> **Article**:
•••••

Benga produit un 8-beat de grime classique avec sa Playstation 1.
Ces deux producteurs sont d’ailleurs les figures de proue de deux sous-genres dont personne n’a jamais entendu parlé : le grime et le dubstep, styles dont les sons de jeux vidéo font partie intégrante. Dans son livre Mediapolis: popular culture and the city, Alex de Jong explique que « le grime montre bien que les bruits clichés de jeux vidéo ou de sonnerie de téléphone cellulaire font autant partie des sons de la ville que les cris de mouettes ou le grondement des voitures et du métro ». C’est une réinterprétation urbaine de la musique concrète, en quelque sorte. Le grime est tellement inspiré des jeux vidéo, en fait, que quelqu’un s’est récemment rendu compte que la « première » chanson grime faisait partie de la bande-son d’un jeu vidéo de Wolverine, composé par le producteur de jungle Dylan Beale.

•••••

> **Données affichées**:
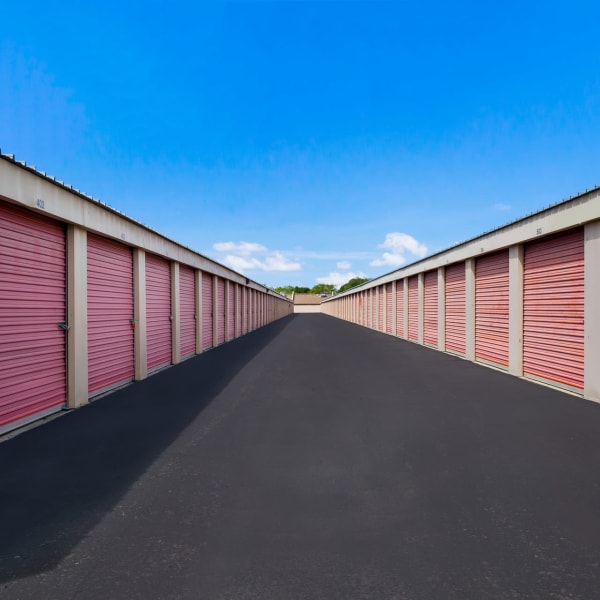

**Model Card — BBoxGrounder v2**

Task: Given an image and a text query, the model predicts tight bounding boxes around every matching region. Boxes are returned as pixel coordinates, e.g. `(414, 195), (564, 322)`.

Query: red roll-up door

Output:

•••••

> **Travail à faire**:
• A. Transcrivez le passage de l'article sur le grime compris entre « Benga produit un » et « jungle Dylan Beale. », inclus.
• B. Reformulez sous forme de liste le paragraphe de l'article sur le grime qui commence par « Ces deux producteurs sont d'ailleurs », en conservant ses faits principaux.

> **Réponses par tâche**:
• A.
Benga produit un 8-beat de grime classique avec sa Playstation 1.
Ces deux producteurs sont d’ailleurs les figures de proue de deux sous-genres dont personne n’a jamais entendu parlé : le grime et le dubstep, styles dont les sons de jeux vidéo font partie intégrante. Dans son livre Mediapolis: popular culture and the city, Alex de Jong explique que « le grime montre bien que les bruits clichés de jeux vidéo ou de sonnerie de téléphone cellulaire font autant partie des sons de la ville que les cris de mouettes ou le grondement des voitures et du métro ». C’est une réinterprétation urbaine de la musique concrète, en quelque sorte. Le grime est tellement inspiré des jeux vidéo, en fait, que quelqu’un s’est récemment rendu compte que la « première » chanson grime faisait partie de la bande-son d’un jeu vidéo de Wolverine, composé par le producteur de jungle Dylan Beale.

• B.
- Les deux producteurs évoqués sont les figures de proue de deux sous-genres : le grime et le dubstep.
- Les sons de jeux vidéo font partie intégrante de ces styles.
- Dans son livre Mediapolis: popular culture and the city, Alex de Jong affirme que le grime montre que les bruits de jeux vidéo et de sonneries de téléphone cellulaire font autant partie des sons de la ville que les cris de mouettes ou le grondement des voitures et du métro.
- Le grime constitue, en quelque sorte, une réinterprétation urbaine de la musique concrète.
- On s'est récemment aperçu que la « première » chanson grime faisait partie de la bande-son d'un jeu vidéo de Wolverine, composée par le producteur de jungle Dylan Beale.